Given problem:
Copy the following items word for word, leaving out the pictures.

[Excerpts from point annotation data]
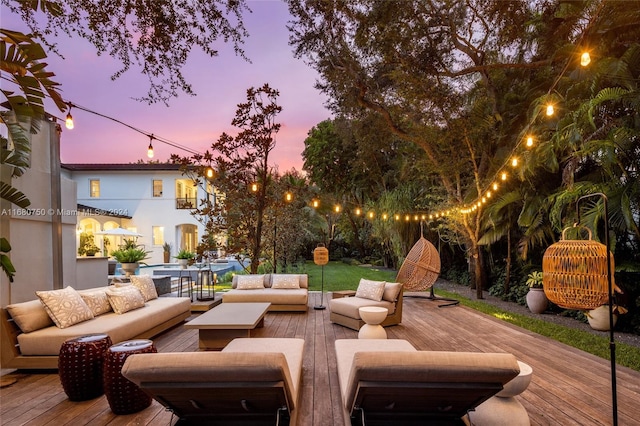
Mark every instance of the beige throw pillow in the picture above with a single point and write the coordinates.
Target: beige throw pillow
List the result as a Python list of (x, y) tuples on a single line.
[(65, 307), (368, 289), (285, 281), (250, 282), (391, 291), (30, 316), (97, 301), (145, 284), (125, 299)]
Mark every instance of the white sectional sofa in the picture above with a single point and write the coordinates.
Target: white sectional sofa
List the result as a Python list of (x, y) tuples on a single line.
[(31, 340), (285, 292)]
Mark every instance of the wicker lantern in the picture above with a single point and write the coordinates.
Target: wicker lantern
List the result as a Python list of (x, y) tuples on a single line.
[(421, 267), (575, 273)]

Finished task:
Mark every instance of the beige throw pillow in the picture above with a single point and write the coordinates.
Target: beige throw pillow
List the result as a Python list of (x, y) tuples on a single line.
[(65, 307), (368, 289), (285, 281), (250, 282), (391, 291), (30, 316), (97, 301), (145, 284), (125, 299)]
Mark every instance of the white sectional sofa in the picture above with a single point and write the coordinates.
Target: white sectional sofa
List the result as a Python list of (x, y) tuples on a single line.
[(31, 340), (285, 292)]
Mark every instance of the wicker lantern in the picture above with a single point and write the coordinates.
Target: wicker lantern
List the result as a Python list of (x, y) tuples on a single line.
[(421, 267), (575, 273)]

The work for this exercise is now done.